WHAT NEEDS TO BE DONE
Please present the item lines below, from the line with "Expected behaviour: place a point on each instance of the young" through the final line of the items, as a Markdown table with the columns Row and Line, numbering each row and skipping blank lines.

Items from a point annotation set
***

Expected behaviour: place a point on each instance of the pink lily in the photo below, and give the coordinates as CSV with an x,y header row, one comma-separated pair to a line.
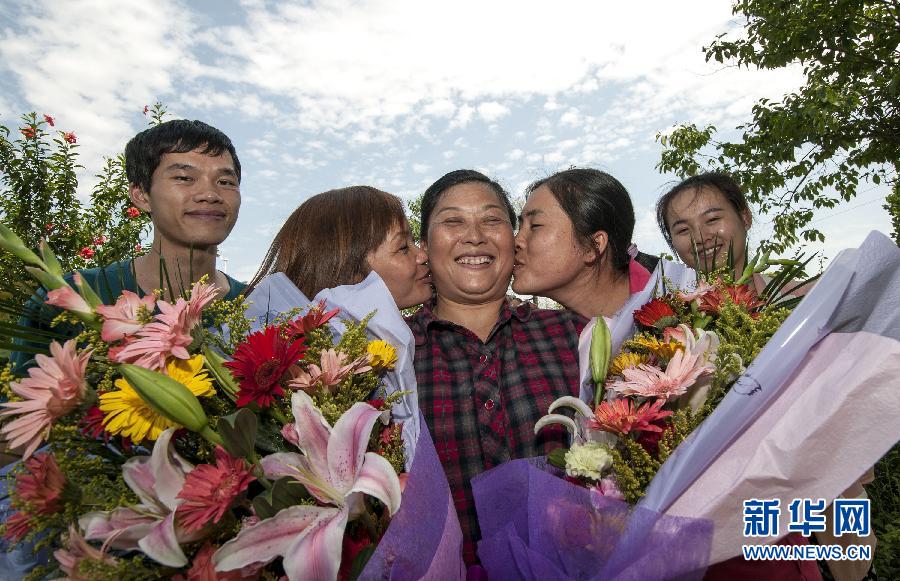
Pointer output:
x,y
121,319
149,526
66,298
704,344
336,469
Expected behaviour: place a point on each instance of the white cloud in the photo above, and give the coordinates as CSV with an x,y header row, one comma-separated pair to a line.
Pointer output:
x,y
492,110
463,116
515,154
345,62
87,63
570,117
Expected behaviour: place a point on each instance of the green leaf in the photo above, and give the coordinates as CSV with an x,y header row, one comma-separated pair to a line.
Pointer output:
x,y
557,457
285,492
360,561
238,431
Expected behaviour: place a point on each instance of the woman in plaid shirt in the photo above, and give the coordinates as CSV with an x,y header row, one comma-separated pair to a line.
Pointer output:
x,y
486,370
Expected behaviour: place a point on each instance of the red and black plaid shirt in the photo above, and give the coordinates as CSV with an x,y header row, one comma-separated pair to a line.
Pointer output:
x,y
482,399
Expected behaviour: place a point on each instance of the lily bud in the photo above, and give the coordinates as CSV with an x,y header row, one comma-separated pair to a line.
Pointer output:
x,y
51,264
601,350
11,242
166,396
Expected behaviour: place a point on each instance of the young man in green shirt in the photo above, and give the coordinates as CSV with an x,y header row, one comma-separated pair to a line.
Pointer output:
x,y
186,175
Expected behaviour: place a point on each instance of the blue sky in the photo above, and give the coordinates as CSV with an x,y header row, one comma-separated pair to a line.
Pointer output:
x,y
393,94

***

WRITTEN ANSWER
| Row | Line |
|---|---|
| 1 | Expected behaviour: place a point on each instance of the young man in green shirt in the photo above, and give the coordinates as CSV with an x,y header row, one comma-separated pair to a line. |
| 2 | Pointer output: |
| 3 | x,y |
| 4 | 186,175 |
| 5 | Expected behaviour: place a point on each instance of the blue sky in the photo above, and give the coordinates as CSV with an x,y header row, one comma-separated pair to a line. |
| 6 | Pointer output: |
| 7 | x,y |
| 8 | 393,94 |